Besides those composers, one or more of whose works I have described in some detail, there are others who at least should be touched on, always bearing in mind, however, that one of the aims of this book is to stimulate the pianolist to explore for himself. Bach, Händel, Haydn and Mozart can be studied most profitably in connection with the courses that are referred to in the chapter on Educational Factors which follows. There too will be found reference to the thorough courses on Wagner, one a general course on that composer, the other a special course on his "Ring of the Nibelung."

A line of composers that may well interest the pianolist has come to the front in Russia. Rubinstein, whose "Melody" in F and "Kammenoi, Ostrow," No. 17, are among the popular selections in the pianolist's repertory was a Russian, who, however, from a musical standpoint, expressed himself in German. To a certain extent the same is true of Tschaikowsky. His music is "universal" rather than national. It has, nevertheless, the Russian tang to a greater degree than Rubinstein's, and Tschaikowsky is classed correctly as the head of the Russian school and one of the greatest of modern composers. His "Pathetic Symphony," which has been metrostyled by Edouard Colonne, a distinguished French orchestral conductor, is a noble work. Among smaller pieces which the pianolist readily will appreciate, are the "Song without Words," Op. 2, No. 2; an attractive "Valse à cinq Temps," with its oddly extended rhythm; the very characteristic "November, in the Troika," Op. 37, No. 11; an expressive "Barcarolle" and the selections from his "Casse Noisette" (Nutcracker) ballet suite.

Next to Tschaikowsky's "Song without Words" the most widely known short piece for pianoforte by a Russian composer is Rachmaninoff's "Prelude," Op. 3, No. 2, a broad and sonorous work with a splendid climax. A little "Waltz," Op. 10, No. 2, is captivating; and a "Serenade," Op. 3, No. 5, has an originality and charm quite its own. A very beautiful "Moment Musical," Op. 16, No. 5, does not seem to have been included as yet in the catalogue of music rolls, an honor to which it clearly is entitled. Arensky, Balakirew, César Cui, Glazounow, Karganoff, Liapounow, Rimsky-Korsakow, Sapellnikoff and Taneiew are other interesting figures of the "New-Russian" school of which so much is heard at present.

Dvorak who was a Bohemian wrote much music distinctly and fascinatingly characteristic of his native land. He was, however, broad enough in his tastes to recognize, during his sojourn of three years in America, the beauty of the Negro plantation melodies and to compose upon several of these as themes, his symphony "From the New World," sometimes called more briefly the "American Symphony." This symphony, two works of chamber music, also composed during his residence in America, and his compositions in his native Bohemian musical idiom usually are ranked higher than his more cosmopolitan efforts. His "Humoreske," Op. 101, No. 5, the "Slavic Dances" and "On the Holy Mount" are among his compositions unmistakably Bohemian in origin.

While Saint-Saëns, having worked more successfully in the larger orchestral forms, is ranked first among contemporary French composers, and Chaminade leads as a composer of clever salon music, the pianolist can add some attractive pieces to his repertory from the compositions of Delibes and Godard. Delibes is the composer of the opera "Lakmé," and the Airs de Ballet from this, as well as the selections from his "Coppelia" and "Sylvia" ballets, will be found spontaneous and original. In fact in all instances in which music composed in dance forms has survived, this will be found due to a decided strain of individuality and resulting originality in the composer. The Valse Lente from the "Coppelia" ballet is among the hundred most popular pieces in the pianolist's repertory; and well up in the same list is Godard's graceful "Second Mazurka," Op. 54.

**DATA SECTION:**
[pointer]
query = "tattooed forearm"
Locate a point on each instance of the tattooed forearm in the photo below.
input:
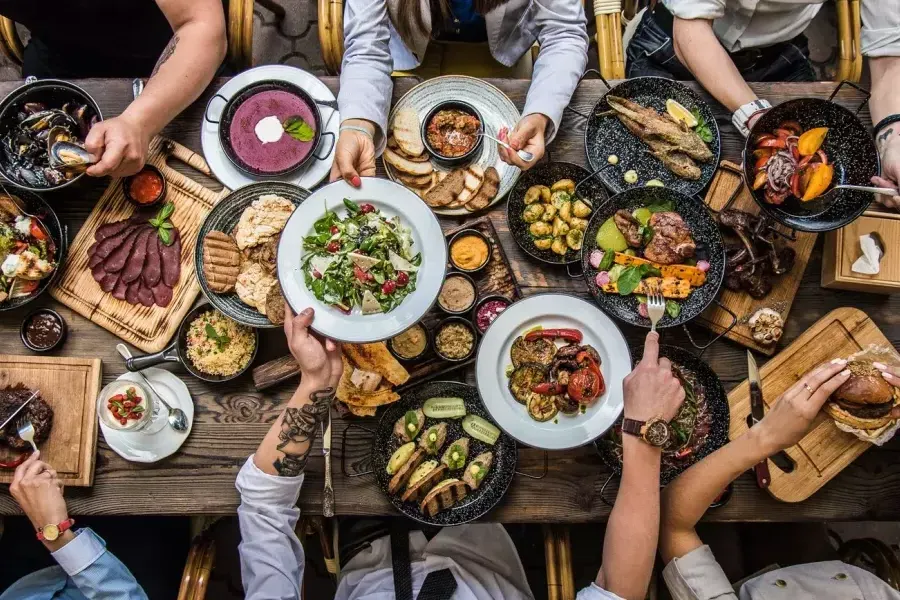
(168, 51)
(298, 431)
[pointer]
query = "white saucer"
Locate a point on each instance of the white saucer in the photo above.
(150, 447)
(308, 177)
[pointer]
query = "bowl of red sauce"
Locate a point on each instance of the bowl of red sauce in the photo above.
(270, 128)
(147, 187)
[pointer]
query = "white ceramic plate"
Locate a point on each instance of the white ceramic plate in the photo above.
(140, 446)
(310, 175)
(496, 109)
(552, 311)
(391, 199)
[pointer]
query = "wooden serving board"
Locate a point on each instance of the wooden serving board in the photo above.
(146, 328)
(728, 179)
(70, 386)
(825, 450)
(495, 279)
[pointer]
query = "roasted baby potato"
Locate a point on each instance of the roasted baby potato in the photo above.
(539, 229)
(581, 209)
(566, 185)
(537, 193)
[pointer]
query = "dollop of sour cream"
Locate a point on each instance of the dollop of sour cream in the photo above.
(269, 129)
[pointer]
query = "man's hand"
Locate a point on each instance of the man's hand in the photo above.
(793, 413)
(319, 362)
(888, 141)
(528, 134)
(355, 154)
(652, 390)
(120, 145)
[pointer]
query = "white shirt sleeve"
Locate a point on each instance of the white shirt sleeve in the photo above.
(696, 9)
(881, 28)
(272, 558)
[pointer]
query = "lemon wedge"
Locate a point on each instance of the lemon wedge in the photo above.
(680, 113)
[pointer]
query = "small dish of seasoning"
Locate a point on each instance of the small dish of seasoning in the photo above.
(411, 344)
(147, 187)
(470, 250)
(454, 339)
(43, 330)
(458, 294)
(488, 309)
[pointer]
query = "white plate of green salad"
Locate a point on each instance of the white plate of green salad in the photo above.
(370, 260)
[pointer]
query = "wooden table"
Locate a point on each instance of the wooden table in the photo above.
(231, 419)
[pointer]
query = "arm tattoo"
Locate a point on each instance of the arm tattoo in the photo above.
(298, 431)
(168, 51)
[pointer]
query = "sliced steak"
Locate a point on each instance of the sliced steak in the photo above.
(162, 294)
(171, 260)
(116, 261)
(135, 263)
(153, 264)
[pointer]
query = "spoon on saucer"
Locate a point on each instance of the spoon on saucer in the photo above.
(176, 419)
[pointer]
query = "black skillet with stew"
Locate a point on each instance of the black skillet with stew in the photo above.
(496, 482)
(704, 232)
(700, 428)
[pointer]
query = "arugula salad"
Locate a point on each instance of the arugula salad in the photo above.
(363, 259)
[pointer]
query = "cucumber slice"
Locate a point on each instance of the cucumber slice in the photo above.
(444, 408)
(481, 429)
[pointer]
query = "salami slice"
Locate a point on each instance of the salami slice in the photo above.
(135, 262)
(153, 264)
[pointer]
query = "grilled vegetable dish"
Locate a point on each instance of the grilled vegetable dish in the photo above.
(790, 162)
(433, 469)
(27, 251)
(649, 250)
(557, 217)
(363, 259)
(548, 379)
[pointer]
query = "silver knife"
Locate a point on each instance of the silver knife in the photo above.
(18, 410)
(328, 497)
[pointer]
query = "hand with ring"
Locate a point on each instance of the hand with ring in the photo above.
(792, 415)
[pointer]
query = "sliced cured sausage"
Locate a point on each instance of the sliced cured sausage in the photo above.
(135, 262)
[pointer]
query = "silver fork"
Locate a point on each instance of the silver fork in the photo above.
(26, 431)
(656, 308)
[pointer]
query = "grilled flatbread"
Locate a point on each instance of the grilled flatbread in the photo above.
(406, 128)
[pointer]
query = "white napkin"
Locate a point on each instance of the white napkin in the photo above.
(870, 262)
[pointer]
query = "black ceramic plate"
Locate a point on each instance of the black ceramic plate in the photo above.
(717, 403)
(35, 205)
(547, 174)
(492, 489)
(848, 145)
(709, 247)
(606, 135)
(224, 217)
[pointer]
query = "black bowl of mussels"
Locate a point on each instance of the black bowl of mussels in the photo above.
(43, 125)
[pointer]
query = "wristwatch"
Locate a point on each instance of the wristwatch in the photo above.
(50, 533)
(655, 431)
(742, 115)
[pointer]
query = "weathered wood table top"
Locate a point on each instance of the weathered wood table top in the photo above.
(231, 419)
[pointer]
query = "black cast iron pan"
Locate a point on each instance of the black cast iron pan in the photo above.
(717, 404)
(605, 136)
(177, 352)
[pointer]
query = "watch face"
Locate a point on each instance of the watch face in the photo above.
(657, 433)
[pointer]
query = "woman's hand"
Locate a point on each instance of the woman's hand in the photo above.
(888, 141)
(528, 134)
(319, 362)
(355, 154)
(793, 413)
(120, 146)
(651, 390)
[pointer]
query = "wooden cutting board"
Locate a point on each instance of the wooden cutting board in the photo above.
(825, 450)
(149, 329)
(70, 386)
(725, 184)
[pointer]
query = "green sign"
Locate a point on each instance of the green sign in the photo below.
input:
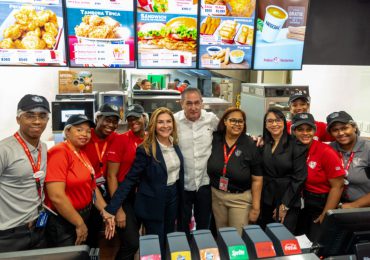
(238, 252)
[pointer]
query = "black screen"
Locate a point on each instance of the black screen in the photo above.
(338, 33)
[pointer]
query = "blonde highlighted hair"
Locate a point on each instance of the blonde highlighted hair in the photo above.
(150, 140)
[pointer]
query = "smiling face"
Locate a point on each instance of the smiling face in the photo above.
(32, 125)
(192, 105)
(304, 133)
(274, 124)
(299, 106)
(344, 134)
(234, 123)
(164, 126)
(79, 135)
(106, 125)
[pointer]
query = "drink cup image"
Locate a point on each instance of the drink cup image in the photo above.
(274, 20)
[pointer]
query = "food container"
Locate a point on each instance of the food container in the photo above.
(237, 56)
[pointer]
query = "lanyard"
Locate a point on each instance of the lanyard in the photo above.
(346, 167)
(227, 158)
(100, 155)
(35, 167)
(84, 161)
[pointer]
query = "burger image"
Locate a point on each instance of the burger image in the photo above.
(150, 34)
(180, 34)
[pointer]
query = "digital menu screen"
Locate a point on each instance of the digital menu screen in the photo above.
(167, 33)
(226, 34)
(32, 33)
(281, 29)
(100, 33)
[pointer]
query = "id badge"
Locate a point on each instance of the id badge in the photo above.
(42, 219)
(224, 182)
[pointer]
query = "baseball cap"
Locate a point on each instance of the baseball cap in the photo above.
(29, 102)
(298, 95)
(108, 110)
(303, 118)
(341, 117)
(134, 110)
(79, 119)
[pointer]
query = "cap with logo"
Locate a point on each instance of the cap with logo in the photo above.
(29, 102)
(301, 119)
(299, 95)
(338, 117)
(134, 110)
(79, 119)
(108, 110)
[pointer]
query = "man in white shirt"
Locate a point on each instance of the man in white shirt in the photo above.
(195, 127)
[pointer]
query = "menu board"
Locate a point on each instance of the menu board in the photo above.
(167, 33)
(281, 29)
(226, 34)
(101, 33)
(31, 33)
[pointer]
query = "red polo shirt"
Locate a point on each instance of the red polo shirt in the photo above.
(323, 163)
(123, 151)
(64, 166)
(92, 152)
(321, 133)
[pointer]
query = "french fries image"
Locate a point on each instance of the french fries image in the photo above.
(210, 25)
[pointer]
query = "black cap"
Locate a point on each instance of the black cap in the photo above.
(341, 117)
(79, 119)
(298, 95)
(29, 102)
(109, 110)
(303, 118)
(134, 110)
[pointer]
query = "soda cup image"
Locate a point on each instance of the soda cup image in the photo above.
(275, 18)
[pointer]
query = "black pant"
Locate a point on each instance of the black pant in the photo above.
(21, 238)
(201, 200)
(129, 235)
(313, 207)
(290, 220)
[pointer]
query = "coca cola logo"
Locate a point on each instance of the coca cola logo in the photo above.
(290, 247)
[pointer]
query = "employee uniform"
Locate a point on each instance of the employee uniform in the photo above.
(195, 141)
(320, 135)
(231, 203)
(358, 166)
(123, 151)
(96, 150)
(323, 164)
(19, 197)
(159, 194)
(65, 166)
(284, 175)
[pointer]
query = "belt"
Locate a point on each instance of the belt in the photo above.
(28, 227)
(315, 195)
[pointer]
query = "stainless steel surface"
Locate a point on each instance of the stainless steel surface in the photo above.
(256, 99)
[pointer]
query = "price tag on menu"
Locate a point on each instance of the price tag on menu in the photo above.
(214, 9)
(102, 54)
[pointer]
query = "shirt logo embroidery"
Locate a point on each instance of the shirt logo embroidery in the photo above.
(312, 164)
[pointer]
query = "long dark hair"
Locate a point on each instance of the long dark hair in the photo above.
(267, 137)
(221, 128)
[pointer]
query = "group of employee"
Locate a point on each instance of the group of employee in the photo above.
(179, 165)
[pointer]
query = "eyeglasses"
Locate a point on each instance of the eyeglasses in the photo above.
(235, 121)
(33, 116)
(276, 120)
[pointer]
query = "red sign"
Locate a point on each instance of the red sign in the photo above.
(291, 247)
(265, 249)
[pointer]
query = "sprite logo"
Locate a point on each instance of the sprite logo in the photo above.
(238, 252)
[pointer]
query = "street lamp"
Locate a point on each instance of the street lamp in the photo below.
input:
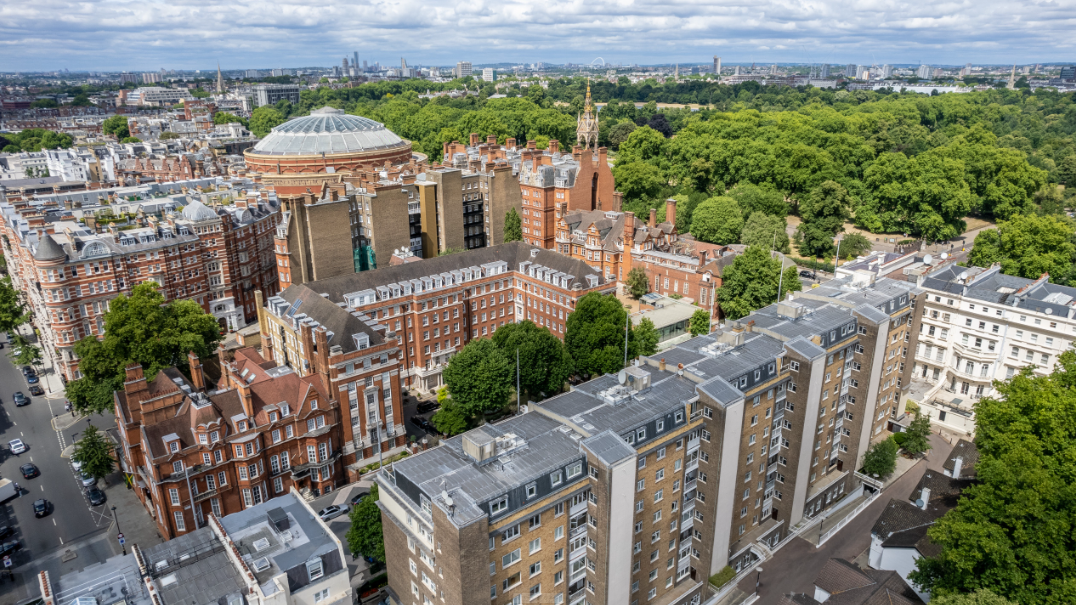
(118, 531)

**REQUIRED WORK:** Could you repeat the excerpt on composers word for word, from "Next to Tschaikowsky's" to "heard at present."?

**FINAL RESULT:**
Next to Tschaikowsky's "Song without Words" the most widely known short piece for pianoforte by a Russian composer is Rachmaninoff's "Prelude," Op. 3, No. 2, a broad and sonorous work with a splendid climax. A little "Waltz," Op. 10, No. 2, is captivating; and a "Serenade," Op. 3, No. 5, has an originality and charm quite its own. A very beautiful "Moment Musical," Op. 16, No. 5, does not seem to have been included as yet in the catalogue of music rolls, an honor to which it clearly is entitled. Arensky, Balakirew, César Cui, Glazounow, Karganoff, Liapounow, Rimsky-Korsakow, Sapellnikoff and Taneiew are other interesting figures of the "New-Russian" school of which so much is heard at present.